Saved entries
= Beginning of Section =

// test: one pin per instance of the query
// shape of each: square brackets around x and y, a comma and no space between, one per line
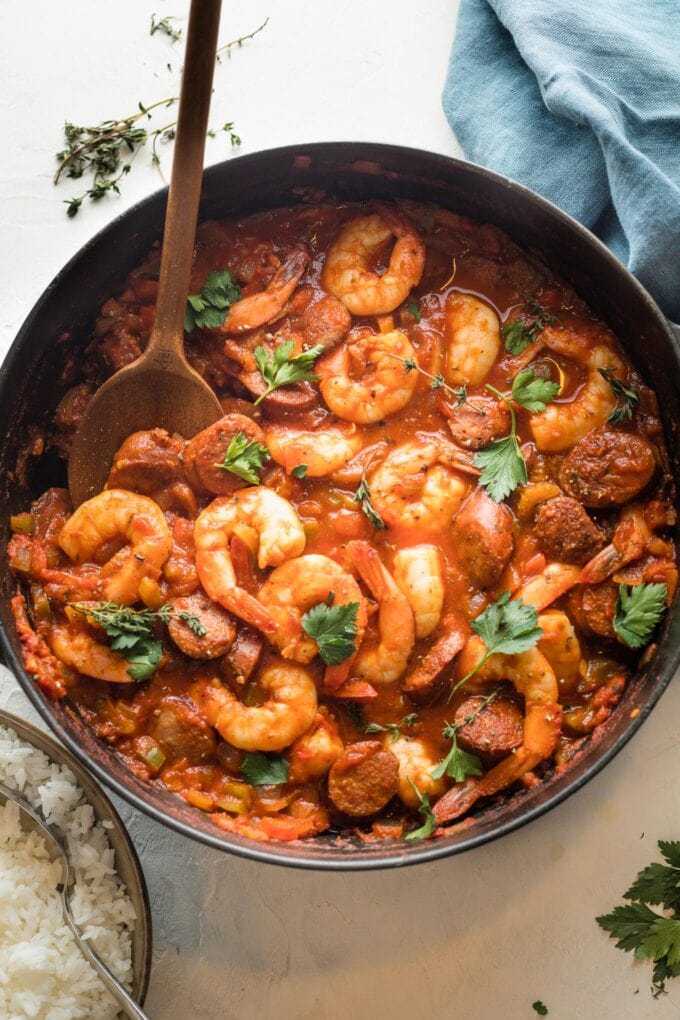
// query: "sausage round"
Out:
[592,608]
[474,430]
[497,731]
[181,730]
[363,778]
[147,461]
[607,468]
[483,533]
[219,626]
[566,532]
[208,449]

= End of Section =

**Work request:**
A faithful copy of all the entries is required, pictures excluded.

**Written response:**
// test: one pin per instance of the query
// shape of each: square brackets around x and y, a comma and no space between, one per line
// query: "sausage round"
Out:
[592,608]
[474,430]
[497,731]
[181,730]
[363,778]
[147,461]
[607,468]
[483,533]
[219,626]
[566,532]
[208,449]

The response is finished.